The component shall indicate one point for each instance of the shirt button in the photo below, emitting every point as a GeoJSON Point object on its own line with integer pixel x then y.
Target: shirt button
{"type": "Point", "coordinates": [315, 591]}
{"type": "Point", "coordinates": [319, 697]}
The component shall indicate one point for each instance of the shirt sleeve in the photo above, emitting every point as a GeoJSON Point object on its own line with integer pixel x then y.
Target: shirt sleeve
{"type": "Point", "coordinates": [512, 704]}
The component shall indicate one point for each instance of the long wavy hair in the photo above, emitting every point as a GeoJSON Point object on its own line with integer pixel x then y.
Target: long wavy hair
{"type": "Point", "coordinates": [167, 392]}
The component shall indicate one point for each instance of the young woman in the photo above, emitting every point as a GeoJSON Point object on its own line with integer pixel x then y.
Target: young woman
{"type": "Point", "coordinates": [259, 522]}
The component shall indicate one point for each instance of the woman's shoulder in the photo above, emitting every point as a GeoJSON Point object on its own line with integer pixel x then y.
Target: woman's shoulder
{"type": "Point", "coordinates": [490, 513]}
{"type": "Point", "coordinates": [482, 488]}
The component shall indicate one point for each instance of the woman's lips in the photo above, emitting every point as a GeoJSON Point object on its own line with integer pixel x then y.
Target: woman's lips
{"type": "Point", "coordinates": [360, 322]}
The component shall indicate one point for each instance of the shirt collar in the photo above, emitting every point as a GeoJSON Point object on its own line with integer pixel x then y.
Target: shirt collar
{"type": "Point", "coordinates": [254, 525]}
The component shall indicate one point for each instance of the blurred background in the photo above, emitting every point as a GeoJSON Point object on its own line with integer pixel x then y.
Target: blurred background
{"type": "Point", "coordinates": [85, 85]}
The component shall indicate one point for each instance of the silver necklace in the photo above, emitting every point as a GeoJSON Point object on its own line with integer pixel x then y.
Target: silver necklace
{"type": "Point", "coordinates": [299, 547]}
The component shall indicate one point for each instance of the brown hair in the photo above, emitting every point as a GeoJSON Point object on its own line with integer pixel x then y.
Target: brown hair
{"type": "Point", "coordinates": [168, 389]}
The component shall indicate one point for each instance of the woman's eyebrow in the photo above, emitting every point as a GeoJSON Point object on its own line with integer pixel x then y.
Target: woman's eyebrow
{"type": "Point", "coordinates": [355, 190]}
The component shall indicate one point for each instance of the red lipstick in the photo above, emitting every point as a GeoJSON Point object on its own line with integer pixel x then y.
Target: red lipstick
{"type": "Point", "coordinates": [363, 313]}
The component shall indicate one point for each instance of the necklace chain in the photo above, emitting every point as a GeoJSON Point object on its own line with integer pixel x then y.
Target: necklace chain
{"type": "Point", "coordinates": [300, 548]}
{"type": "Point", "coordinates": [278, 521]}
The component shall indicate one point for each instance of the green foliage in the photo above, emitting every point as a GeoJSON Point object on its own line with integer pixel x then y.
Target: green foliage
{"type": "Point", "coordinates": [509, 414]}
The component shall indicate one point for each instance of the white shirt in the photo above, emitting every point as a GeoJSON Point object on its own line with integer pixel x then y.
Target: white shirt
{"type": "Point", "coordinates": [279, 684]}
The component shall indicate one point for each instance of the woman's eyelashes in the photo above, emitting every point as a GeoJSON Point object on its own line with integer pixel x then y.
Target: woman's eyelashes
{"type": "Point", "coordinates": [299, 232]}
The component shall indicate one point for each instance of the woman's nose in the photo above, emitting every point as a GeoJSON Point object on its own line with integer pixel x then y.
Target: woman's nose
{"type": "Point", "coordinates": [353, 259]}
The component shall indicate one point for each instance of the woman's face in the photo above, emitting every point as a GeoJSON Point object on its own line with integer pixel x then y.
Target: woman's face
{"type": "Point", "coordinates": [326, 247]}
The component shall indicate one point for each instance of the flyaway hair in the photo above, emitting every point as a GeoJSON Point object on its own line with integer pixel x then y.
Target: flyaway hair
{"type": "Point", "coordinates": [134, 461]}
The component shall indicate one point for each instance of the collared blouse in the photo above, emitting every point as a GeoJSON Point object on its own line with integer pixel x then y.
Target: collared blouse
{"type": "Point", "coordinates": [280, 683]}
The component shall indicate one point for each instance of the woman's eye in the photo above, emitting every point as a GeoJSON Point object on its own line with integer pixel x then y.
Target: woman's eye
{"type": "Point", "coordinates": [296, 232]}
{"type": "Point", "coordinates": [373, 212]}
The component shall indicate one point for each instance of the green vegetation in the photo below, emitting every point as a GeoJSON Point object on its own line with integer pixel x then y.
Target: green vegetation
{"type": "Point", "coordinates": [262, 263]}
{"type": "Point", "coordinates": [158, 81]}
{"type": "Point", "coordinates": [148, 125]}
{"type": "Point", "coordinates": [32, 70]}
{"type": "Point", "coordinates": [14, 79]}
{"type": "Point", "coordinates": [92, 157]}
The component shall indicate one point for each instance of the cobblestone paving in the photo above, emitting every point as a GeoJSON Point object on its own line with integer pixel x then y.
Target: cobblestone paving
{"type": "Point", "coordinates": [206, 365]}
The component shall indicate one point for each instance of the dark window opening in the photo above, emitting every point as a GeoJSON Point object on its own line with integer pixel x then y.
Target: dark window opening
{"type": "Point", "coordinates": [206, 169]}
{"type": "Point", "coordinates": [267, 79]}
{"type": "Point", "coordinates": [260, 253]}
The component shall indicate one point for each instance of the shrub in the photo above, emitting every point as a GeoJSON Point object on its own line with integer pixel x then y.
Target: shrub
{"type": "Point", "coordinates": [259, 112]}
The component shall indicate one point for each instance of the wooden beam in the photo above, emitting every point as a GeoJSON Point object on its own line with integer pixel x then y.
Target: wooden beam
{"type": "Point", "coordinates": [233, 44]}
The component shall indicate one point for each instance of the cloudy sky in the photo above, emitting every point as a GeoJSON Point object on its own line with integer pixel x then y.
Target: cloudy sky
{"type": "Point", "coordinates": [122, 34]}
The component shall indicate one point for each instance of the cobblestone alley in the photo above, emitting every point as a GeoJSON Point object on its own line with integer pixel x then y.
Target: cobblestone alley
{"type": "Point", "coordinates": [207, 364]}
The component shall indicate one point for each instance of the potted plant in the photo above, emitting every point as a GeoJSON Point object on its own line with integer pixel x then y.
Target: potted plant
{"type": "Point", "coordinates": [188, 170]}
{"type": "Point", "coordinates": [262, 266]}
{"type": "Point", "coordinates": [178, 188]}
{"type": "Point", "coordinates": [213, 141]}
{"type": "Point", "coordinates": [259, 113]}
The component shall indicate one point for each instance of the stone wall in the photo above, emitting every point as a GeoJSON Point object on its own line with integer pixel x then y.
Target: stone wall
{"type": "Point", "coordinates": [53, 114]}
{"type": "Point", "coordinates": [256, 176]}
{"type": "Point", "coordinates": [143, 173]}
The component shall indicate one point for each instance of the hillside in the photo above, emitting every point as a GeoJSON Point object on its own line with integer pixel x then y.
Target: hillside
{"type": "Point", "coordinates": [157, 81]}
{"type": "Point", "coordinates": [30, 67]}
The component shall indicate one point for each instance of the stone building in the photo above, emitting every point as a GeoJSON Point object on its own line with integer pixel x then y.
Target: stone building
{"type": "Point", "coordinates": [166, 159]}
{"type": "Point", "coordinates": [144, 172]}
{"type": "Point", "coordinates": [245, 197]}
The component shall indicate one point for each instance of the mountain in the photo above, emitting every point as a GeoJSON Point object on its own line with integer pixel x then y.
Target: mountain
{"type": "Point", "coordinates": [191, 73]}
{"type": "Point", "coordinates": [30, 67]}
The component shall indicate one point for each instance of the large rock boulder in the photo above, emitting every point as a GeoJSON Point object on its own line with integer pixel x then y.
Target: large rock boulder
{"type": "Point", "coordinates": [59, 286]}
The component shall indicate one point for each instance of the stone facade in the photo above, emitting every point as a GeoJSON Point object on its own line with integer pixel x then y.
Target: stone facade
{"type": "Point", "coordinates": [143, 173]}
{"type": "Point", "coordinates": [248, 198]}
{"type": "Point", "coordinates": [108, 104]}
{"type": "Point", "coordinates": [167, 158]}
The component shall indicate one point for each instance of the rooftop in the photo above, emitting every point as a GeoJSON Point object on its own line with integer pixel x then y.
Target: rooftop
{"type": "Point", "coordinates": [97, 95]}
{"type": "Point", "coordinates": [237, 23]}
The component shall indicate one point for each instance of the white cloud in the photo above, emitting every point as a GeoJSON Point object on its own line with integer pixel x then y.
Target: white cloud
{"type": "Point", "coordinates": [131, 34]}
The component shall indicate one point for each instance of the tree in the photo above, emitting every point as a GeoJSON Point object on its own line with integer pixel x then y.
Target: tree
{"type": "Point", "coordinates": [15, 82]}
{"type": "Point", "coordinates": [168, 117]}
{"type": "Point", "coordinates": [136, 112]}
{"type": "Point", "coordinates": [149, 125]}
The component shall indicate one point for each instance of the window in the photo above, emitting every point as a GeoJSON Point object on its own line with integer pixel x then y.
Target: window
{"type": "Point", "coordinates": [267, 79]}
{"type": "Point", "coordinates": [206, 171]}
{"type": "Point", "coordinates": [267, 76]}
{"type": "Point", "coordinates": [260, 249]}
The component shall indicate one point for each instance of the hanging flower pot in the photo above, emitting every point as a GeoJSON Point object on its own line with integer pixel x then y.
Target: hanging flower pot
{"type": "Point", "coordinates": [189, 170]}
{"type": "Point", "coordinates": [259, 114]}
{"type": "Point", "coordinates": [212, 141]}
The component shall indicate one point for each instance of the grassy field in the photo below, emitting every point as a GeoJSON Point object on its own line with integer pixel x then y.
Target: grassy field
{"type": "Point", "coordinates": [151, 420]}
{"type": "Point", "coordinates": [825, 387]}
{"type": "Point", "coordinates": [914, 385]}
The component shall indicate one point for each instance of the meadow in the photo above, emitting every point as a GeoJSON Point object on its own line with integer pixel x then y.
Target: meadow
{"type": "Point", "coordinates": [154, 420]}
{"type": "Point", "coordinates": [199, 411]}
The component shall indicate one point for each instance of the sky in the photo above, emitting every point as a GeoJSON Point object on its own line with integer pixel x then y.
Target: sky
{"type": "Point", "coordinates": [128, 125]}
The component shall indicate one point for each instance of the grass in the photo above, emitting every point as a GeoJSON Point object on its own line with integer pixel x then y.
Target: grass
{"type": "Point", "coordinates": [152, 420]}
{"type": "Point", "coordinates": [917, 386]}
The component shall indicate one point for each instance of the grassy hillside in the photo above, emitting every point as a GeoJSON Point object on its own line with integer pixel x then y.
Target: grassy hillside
_____
TASK STATEMENT =>
Please put the lines of the material, from the line with "of the meadow" up to and including the last line of the material, into a numbered list, leaving out any blank lines.

FULL SOLUTION =>
1. The component shall indicate one point for each instance of the meadow in the photo above, emitting every point as a GeoJSON Point object on its own line with integer pixel x then y.
2. Target: meadow
3. {"type": "Point", "coordinates": [154, 420]}
4. {"type": "Point", "coordinates": [199, 411]}
5. The component shall indicate one point for each instance of the sky in the photo above, emitting every point as a GeoJSON Point object on its own line with integer pixel x then y.
6. Target: sky
7. {"type": "Point", "coordinates": [128, 125]}
8. The component shall indicate one point for each instance of the grass in the photo above, emitting every point as a GeoJSON Point object on its own line with integer pixel x then y.
9. Target: grass
10. {"type": "Point", "coordinates": [152, 420]}
11. {"type": "Point", "coordinates": [917, 386]}
12. The component shall indicate one point for each instance of the grassy hillside in the photo above, emitting every point as a GeoJSON Point object on its own line with integer pixel x then y.
13. Target: grassy hillside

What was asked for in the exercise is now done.